EXERCISE INPUTS:
* start *

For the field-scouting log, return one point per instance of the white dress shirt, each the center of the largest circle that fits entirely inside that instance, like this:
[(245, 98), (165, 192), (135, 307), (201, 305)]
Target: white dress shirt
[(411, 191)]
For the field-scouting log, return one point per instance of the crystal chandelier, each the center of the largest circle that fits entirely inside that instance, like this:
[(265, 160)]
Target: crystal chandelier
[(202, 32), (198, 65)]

* end *
* start *

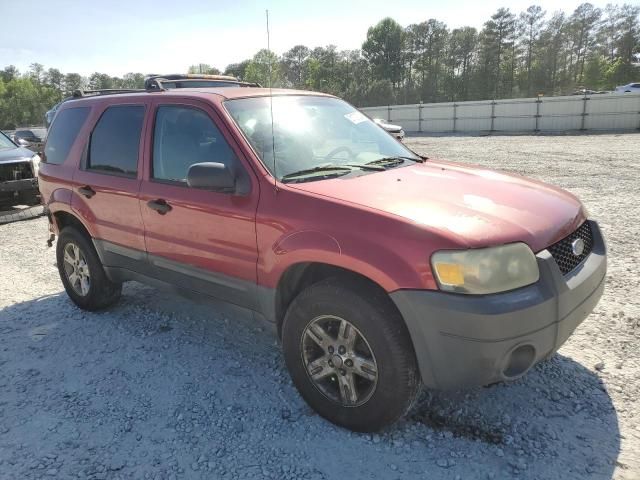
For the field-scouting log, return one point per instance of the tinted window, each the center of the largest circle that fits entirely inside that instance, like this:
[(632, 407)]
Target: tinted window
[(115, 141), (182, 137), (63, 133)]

* end *

AIM:
Change "crystal chandelier" to "brass pendant lamp" in the items, starting at the line that contains "of the crystal" and ending at the line that contains "[(202, 32), (198, 65)]". Give only those lines, with everything else left as it is.

TASK ANSWER:
For the field-scouting log, return one point per instance of the brass pendant lamp, each the center of the largest circle that fits entirely inside that instance, like this:
[(265, 160)]
Target: brass pendant lamp
[(202, 32), (198, 65)]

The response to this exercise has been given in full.